- **DATA FOR PROCESSING**:

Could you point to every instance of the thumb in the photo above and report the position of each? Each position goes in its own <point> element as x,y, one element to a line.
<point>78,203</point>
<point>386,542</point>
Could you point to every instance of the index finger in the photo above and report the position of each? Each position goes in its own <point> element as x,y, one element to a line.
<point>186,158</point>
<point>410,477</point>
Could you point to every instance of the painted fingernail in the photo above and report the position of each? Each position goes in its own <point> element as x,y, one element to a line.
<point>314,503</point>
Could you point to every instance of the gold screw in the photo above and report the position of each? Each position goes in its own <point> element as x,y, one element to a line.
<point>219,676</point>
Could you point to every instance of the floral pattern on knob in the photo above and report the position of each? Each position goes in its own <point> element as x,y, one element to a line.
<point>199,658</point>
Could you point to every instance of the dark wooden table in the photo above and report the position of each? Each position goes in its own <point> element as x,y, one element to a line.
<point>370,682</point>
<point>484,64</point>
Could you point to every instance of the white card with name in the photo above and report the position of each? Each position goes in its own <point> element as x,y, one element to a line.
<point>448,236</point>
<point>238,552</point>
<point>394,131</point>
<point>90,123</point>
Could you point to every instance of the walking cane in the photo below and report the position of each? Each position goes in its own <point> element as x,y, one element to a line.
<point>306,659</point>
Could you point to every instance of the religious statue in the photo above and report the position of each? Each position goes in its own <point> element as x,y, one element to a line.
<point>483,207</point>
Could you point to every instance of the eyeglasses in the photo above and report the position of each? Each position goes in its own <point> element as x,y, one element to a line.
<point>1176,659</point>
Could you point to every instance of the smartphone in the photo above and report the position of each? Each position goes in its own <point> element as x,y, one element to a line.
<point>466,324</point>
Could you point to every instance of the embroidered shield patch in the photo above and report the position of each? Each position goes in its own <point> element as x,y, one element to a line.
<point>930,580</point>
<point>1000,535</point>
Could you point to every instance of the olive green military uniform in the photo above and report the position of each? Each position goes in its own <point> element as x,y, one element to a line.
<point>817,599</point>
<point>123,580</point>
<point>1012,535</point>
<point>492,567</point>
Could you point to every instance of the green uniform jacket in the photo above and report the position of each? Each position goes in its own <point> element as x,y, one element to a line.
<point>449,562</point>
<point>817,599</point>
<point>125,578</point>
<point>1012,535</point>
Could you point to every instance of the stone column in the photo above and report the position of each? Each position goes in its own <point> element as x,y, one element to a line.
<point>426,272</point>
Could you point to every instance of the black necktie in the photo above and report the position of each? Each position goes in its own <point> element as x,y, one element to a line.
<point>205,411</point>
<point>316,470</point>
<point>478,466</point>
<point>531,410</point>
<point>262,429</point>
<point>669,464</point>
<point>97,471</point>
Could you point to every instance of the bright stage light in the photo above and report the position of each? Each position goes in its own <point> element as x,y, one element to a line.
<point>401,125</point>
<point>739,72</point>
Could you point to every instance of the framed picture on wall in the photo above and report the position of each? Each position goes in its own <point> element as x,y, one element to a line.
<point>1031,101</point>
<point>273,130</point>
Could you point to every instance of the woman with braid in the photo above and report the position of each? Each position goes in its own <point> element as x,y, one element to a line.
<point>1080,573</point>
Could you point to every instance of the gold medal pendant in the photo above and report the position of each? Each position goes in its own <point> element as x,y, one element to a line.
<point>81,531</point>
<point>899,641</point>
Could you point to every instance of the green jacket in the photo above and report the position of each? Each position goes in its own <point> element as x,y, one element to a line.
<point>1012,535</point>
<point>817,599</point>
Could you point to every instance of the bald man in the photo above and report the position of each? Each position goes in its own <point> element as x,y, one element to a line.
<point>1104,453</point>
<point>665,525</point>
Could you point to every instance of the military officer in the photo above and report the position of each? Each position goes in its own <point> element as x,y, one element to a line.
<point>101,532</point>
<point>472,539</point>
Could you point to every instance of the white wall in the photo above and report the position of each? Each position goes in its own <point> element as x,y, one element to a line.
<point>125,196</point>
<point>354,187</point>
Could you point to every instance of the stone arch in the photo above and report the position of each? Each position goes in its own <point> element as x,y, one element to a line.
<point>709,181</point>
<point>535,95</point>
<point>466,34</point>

- **OBJECTIVE**:
Please duplicate the data, starting with the line that contains "Could you point to every instance of the stone column" and going on through the line that contains "<point>426,272</point>", with both end lines included.

- **COMPLETE ANSWER**:
Could you point to every instance of the stone column in the photo above and report the position of each? Each position goes in its own <point> element as x,y, one element to a line.
<point>426,272</point>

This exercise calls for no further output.